>> BEGIN

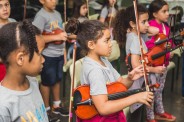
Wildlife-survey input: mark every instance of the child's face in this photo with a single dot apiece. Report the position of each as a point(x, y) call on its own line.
point(35, 66)
point(49, 5)
point(112, 2)
point(83, 10)
point(163, 14)
point(103, 46)
point(143, 22)
point(4, 9)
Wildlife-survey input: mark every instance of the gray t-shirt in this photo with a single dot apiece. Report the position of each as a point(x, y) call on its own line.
point(97, 76)
point(22, 106)
point(105, 11)
point(10, 20)
point(49, 21)
point(132, 44)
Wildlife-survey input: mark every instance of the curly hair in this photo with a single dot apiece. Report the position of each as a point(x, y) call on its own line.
point(122, 20)
point(17, 34)
point(155, 6)
point(77, 6)
point(89, 30)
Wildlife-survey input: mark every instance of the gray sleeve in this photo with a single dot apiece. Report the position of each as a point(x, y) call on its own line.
point(104, 12)
point(97, 82)
point(4, 115)
point(134, 47)
point(39, 22)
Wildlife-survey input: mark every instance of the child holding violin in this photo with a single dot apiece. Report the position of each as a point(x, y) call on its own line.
point(97, 71)
point(159, 14)
point(48, 20)
point(125, 29)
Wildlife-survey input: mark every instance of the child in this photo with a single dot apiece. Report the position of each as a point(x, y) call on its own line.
point(94, 38)
point(20, 51)
point(80, 10)
point(4, 19)
point(159, 14)
point(109, 10)
point(125, 29)
point(48, 19)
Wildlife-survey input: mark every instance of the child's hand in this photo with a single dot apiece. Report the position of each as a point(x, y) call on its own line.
point(145, 98)
point(171, 55)
point(158, 69)
point(136, 73)
point(62, 36)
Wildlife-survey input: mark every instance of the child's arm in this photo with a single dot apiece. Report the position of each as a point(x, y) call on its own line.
point(106, 107)
point(152, 31)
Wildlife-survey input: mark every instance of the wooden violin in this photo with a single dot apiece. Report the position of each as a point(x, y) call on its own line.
point(83, 104)
point(70, 37)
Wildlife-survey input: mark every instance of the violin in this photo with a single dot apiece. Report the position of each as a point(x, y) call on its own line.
point(70, 37)
point(155, 55)
point(83, 105)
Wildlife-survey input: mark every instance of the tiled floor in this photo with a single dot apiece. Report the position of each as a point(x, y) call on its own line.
point(173, 102)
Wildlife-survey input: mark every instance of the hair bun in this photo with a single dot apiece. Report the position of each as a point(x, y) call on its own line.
point(72, 26)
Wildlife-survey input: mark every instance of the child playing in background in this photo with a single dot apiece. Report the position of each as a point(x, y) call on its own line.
point(20, 50)
point(4, 19)
point(109, 10)
point(159, 14)
point(125, 29)
point(48, 20)
point(94, 38)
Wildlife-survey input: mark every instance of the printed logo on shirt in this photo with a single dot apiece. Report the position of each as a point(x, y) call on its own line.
point(55, 25)
point(39, 115)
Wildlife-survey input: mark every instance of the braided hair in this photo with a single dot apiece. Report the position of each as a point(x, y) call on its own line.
point(89, 30)
point(17, 34)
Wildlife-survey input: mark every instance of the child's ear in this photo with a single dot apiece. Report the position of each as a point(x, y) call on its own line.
point(91, 45)
point(132, 24)
point(20, 58)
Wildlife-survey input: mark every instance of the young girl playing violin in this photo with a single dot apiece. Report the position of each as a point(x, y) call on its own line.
point(125, 29)
point(94, 38)
point(159, 13)
point(21, 46)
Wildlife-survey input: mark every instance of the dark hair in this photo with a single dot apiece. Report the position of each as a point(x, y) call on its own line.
point(89, 30)
point(122, 19)
point(16, 34)
point(77, 6)
point(155, 6)
point(106, 3)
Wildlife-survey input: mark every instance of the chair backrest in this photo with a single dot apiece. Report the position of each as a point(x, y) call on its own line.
point(115, 54)
point(78, 65)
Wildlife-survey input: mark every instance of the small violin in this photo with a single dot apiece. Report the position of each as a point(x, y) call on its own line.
point(83, 105)
point(71, 37)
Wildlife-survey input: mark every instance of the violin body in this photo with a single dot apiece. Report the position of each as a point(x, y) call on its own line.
point(83, 105)
point(89, 111)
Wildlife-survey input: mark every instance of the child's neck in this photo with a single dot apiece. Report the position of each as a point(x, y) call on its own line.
point(3, 21)
point(15, 81)
point(158, 21)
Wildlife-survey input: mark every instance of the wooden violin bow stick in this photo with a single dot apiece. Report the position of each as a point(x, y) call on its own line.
point(143, 61)
point(25, 6)
point(72, 83)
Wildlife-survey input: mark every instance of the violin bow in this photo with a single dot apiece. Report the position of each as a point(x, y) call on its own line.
point(87, 2)
point(112, 12)
point(25, 6)
point(141, 46)
point(72, 83)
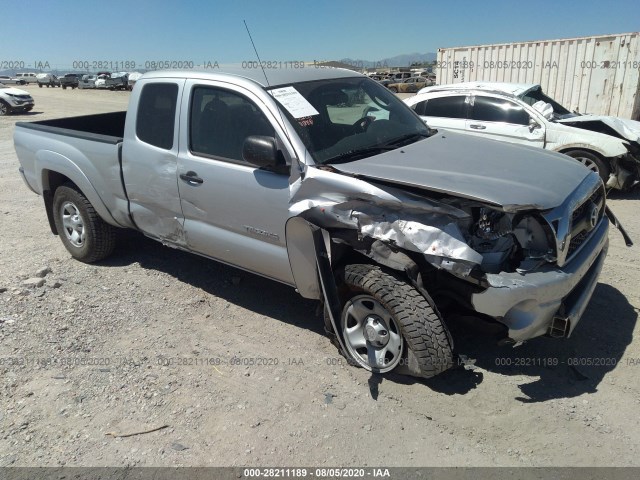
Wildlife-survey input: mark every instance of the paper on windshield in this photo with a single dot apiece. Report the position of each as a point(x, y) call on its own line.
point(294, 102)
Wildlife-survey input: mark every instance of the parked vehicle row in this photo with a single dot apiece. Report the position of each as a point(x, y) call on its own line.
point(394, 227)
point(522, 113)
point(409, 85)
point(7, 80)
point(14, 100)
point(47, 80)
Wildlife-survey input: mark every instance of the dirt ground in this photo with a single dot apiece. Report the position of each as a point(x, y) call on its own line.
point(237, 371)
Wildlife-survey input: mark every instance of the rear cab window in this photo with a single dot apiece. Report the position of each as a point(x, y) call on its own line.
point(221, 120)
point(490, 109)
point(447, 107)
point(155, 123)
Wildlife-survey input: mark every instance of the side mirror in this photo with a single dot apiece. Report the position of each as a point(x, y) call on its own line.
point(533, 124)
point(260, 150)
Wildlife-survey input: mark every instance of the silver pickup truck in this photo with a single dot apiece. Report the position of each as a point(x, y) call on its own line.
point(323, 180)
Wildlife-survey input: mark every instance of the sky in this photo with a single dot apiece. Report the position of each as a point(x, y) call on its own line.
point(60, 32)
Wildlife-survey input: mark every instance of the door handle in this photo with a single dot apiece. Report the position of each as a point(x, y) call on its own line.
point(191, 178)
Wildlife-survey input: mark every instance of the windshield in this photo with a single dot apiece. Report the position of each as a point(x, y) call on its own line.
point(535, 95)
point(348, 118)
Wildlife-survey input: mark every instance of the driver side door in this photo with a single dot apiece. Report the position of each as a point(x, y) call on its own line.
point(234, 212)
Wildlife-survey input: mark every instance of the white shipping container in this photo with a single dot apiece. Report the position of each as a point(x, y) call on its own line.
point(599, 74)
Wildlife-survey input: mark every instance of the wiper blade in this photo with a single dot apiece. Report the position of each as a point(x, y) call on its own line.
point(405, 138)
point(359, 153)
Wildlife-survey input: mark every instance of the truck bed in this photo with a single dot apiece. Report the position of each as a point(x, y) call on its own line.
point(103, 127)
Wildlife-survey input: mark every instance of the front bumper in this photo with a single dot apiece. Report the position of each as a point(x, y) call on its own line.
point(528, 303)
point(19, 104)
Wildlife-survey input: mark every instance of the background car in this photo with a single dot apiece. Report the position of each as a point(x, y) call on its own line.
point(70, 80)
point(87, 81)
point(410, 85)
point(14, 100)
point(47, 80)
point(521, 113)
point(7, 80)
point(28, 77)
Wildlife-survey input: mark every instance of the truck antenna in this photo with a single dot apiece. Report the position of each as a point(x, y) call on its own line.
point(284, 128)
point(256, 50)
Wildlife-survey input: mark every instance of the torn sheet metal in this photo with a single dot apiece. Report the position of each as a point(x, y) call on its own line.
point(411, 222)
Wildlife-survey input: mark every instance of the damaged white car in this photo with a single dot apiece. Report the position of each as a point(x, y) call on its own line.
point(323, 180)
point(522, 113)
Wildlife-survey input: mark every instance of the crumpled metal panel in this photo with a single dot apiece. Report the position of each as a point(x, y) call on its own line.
point(332, 200)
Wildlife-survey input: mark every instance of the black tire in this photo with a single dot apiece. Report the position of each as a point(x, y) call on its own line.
point(427, 349)
point(98, 238)
point(593, 162)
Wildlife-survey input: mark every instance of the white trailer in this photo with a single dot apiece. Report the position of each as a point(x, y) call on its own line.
point(598, 74)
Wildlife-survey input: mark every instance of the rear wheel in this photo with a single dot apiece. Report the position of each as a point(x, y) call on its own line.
point(84, 234)
point(593, 162)
point(386, 323)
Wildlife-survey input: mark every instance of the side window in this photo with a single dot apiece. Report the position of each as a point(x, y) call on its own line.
point(496, 110)
point(449, 107)
point(221, 120)
point(419, 107)
point(156, 114)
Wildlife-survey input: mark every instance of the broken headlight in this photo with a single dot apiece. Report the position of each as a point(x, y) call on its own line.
point(492, 237)
point(510, 242)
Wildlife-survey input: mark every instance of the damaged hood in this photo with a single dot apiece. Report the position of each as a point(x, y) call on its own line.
point(626, 129)
point(514, 177)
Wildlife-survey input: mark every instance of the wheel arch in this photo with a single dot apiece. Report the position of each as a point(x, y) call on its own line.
point(52, 179)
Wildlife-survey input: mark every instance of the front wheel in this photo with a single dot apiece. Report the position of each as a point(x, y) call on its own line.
point(84, 234)
point(387, 323)
point(592, 162)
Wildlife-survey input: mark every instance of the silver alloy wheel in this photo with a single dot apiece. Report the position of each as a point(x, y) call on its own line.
point(371, 335)
point(73, 224)
point(590, 164)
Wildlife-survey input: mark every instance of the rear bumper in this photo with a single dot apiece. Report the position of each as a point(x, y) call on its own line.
point(528, 303)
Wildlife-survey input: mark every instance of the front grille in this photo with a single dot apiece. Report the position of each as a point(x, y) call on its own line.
point(581, 221)
point(577, 241)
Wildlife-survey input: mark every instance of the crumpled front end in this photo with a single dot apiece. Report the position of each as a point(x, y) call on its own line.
point(532, 271)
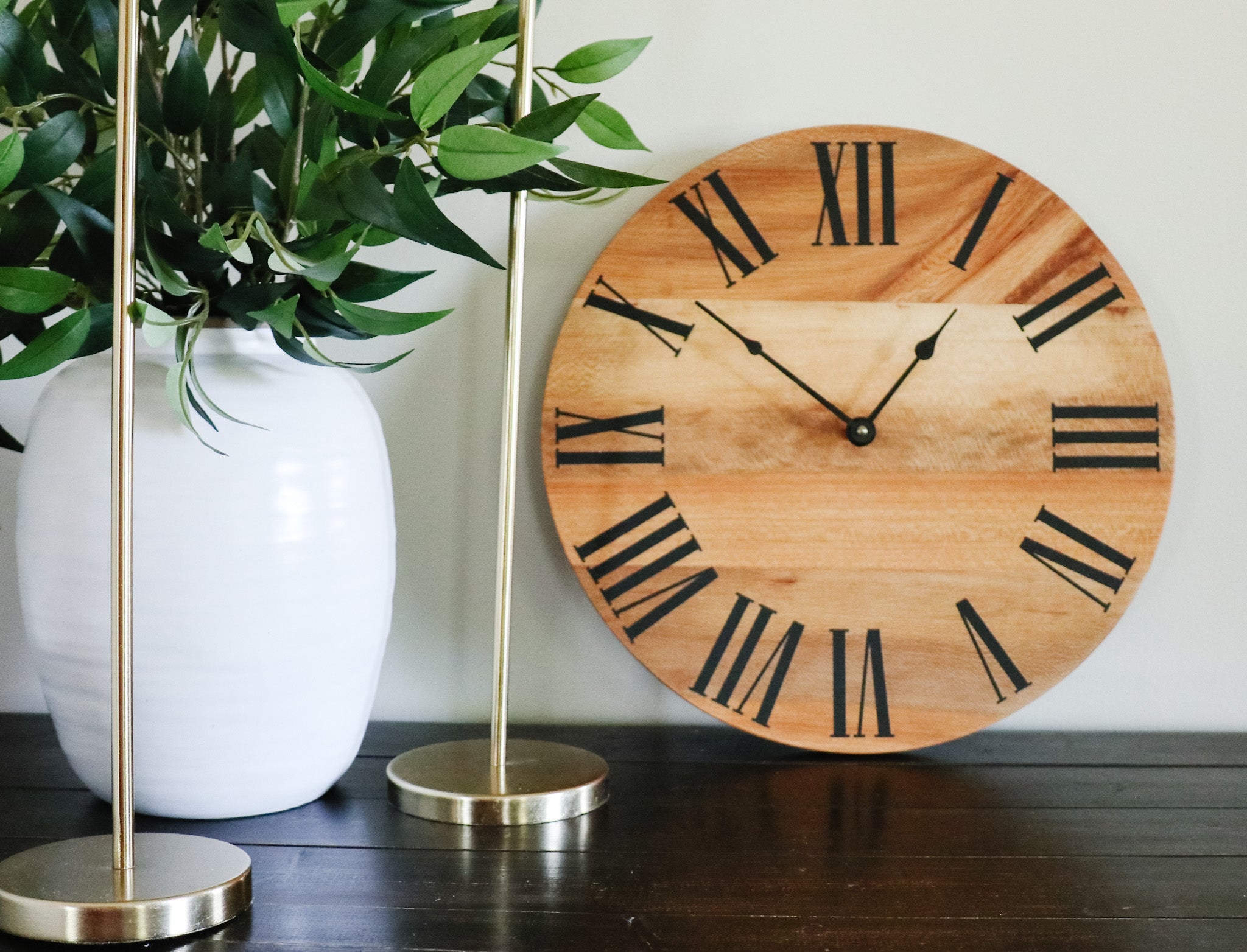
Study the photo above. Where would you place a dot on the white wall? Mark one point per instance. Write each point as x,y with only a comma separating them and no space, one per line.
1135,111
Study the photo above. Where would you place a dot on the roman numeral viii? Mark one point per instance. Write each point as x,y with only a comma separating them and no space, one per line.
982,639
652,322
1055,561
1116,436
829,176
616,575
1081,313
872,665
777,662
725,251
594,425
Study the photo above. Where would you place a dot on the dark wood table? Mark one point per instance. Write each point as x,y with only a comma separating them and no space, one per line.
715,840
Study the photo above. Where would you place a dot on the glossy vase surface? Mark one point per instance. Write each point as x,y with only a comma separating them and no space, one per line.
264,578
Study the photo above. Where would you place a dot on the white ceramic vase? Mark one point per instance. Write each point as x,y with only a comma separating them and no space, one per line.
264,579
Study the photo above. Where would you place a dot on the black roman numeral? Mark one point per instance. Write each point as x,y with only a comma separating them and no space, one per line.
1084,312
652,322
1055,561
720,242
982,637
872,663
676,592
592,425
1120,461
781,657
829,175
980,223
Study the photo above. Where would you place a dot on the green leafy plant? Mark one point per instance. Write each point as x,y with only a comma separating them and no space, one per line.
278,140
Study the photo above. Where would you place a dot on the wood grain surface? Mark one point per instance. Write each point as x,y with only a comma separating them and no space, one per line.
760,530
717,840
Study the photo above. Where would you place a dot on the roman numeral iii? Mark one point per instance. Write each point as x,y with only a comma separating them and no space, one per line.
829,176
616,576
982,639
1081,313
595,425
1103,438
656,324
872,665
1055,561
777,663
725,251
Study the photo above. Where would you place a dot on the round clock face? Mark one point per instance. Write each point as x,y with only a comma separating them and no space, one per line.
859,438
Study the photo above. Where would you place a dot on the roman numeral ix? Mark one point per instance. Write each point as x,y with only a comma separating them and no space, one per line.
616,575
594,425
1055,561
982,639
829,176
652,322
777,662
1081,313
725,251
872,665
1104,438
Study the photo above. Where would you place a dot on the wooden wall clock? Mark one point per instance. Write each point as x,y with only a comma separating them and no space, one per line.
859,438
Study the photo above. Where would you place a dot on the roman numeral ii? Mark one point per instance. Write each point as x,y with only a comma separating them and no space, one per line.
725,251
829,176
594,425
1055,561
781,657
650,521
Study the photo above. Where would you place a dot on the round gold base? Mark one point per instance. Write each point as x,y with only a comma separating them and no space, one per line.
68,891
454,783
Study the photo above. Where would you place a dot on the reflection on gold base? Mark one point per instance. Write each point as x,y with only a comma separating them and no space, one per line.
69,891
454,783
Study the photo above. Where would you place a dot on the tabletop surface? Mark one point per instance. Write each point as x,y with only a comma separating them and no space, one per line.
716,840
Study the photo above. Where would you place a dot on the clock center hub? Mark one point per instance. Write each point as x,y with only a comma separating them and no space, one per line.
861,432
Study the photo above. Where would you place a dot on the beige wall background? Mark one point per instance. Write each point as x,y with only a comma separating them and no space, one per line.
1135,111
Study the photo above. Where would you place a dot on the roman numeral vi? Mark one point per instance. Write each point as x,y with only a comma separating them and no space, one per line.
650,520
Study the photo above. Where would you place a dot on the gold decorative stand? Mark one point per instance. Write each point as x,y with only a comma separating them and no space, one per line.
125,887
494,782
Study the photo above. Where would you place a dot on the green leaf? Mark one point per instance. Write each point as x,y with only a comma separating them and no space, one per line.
337,95
51,149
443,80
291,10
33,291
476,152
423,219
600,177
384,322
278,315
12,153
608,127
550,122
600,60
51,348
186,91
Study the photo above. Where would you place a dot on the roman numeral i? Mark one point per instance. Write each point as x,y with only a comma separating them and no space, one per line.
627,577
725,251
781,657
594,425
829,176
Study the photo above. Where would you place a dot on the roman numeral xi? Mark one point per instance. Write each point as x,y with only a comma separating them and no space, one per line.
596,425
652,527
725,250
829,175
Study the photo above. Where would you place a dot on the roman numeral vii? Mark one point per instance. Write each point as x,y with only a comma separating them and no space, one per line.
652,529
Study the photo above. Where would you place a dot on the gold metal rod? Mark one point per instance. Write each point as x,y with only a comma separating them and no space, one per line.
523,103
122,440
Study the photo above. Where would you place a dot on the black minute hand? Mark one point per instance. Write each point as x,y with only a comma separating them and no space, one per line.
923,351
755,348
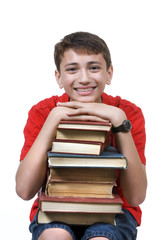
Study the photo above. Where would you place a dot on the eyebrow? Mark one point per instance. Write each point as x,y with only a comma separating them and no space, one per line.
75,64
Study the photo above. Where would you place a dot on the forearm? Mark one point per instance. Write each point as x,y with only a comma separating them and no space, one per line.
32,170
133,180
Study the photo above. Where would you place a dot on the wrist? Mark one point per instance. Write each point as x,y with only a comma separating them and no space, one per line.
119,118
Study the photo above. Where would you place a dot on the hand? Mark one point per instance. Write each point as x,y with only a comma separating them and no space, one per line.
69,113
95,111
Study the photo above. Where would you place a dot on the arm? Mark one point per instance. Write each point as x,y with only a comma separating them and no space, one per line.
32,170
133,180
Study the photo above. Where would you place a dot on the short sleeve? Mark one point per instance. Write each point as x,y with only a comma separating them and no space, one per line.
32,128
138,131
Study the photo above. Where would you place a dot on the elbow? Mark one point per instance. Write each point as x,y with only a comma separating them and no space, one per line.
136,201
23,193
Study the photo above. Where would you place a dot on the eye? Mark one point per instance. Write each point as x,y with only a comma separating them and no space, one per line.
71,69
94,68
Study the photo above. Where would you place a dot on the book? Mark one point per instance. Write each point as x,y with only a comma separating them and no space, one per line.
75,218
77,147
94,175
80,189
81,182
84,131
84,135
85,125
80,205
109,158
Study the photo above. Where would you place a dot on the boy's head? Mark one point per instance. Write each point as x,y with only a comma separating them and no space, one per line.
83,43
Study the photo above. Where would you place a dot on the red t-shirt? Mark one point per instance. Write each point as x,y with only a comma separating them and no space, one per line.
39,113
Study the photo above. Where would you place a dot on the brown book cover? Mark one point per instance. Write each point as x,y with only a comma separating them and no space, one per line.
104,175
77,147
78,204
75,218
80,189
85,125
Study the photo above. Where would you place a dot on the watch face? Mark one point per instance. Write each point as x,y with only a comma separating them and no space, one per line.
127,125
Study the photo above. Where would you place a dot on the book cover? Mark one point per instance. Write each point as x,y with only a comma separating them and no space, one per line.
77,147
80,189
84,135
102,175
88,125
109,158
75,218
86,205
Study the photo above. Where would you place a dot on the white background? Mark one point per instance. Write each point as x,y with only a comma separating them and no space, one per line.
28,33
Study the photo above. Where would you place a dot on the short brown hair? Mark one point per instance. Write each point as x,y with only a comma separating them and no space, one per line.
82,42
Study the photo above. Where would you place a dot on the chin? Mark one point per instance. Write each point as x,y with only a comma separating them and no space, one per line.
86,99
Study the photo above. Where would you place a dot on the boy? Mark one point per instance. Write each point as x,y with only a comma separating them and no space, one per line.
84,68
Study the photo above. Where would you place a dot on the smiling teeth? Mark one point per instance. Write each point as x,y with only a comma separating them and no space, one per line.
84,90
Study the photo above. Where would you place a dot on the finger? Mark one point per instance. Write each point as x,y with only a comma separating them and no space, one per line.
72,104
86,118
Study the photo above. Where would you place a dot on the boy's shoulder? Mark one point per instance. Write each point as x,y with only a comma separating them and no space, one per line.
132,110
50,103
118,102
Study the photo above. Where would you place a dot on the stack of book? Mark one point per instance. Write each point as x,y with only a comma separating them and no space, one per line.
82,175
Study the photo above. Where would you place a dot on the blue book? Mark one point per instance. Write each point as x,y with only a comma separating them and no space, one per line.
109,158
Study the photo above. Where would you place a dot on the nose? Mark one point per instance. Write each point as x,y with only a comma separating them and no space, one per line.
84,77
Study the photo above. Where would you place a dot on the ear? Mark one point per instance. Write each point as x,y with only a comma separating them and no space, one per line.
109,75
58,79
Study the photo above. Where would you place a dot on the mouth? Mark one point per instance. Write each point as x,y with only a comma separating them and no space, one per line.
84,89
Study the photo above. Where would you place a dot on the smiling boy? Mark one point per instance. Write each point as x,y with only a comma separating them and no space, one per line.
84,68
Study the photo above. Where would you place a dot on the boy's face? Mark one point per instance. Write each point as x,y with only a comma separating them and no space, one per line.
83,76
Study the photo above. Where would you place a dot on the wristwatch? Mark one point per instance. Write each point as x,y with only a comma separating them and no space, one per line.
124,127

>> END

Take the line that contains "on the mouth?" and each line after it down to the last of the records, and retype them exactly; add nothing else.

FINISHED EXERCISE:
Study the photo above. Where would you place a dot on the mouth? Mark one point per instance. Write each point as x,y with only a comma separating them and no space, one per line.
84,89
Study the photo above. Where would you place a dot on the smiling boy? Mark one point per instance. Write each point as x,y with only a comma separating them and no space, one per line.
84,68
Study the photo above. Where would you place a dot on the boy's face? Mark one point per instance. Write each point as x,y with only a comma separating them and no space, one per line.
83,76
Study the photo above. Where would you place a dot on the wristwatch? Mark one point per instance. Write each point as x,y with only a comma separating them and no space, one per line.
124,127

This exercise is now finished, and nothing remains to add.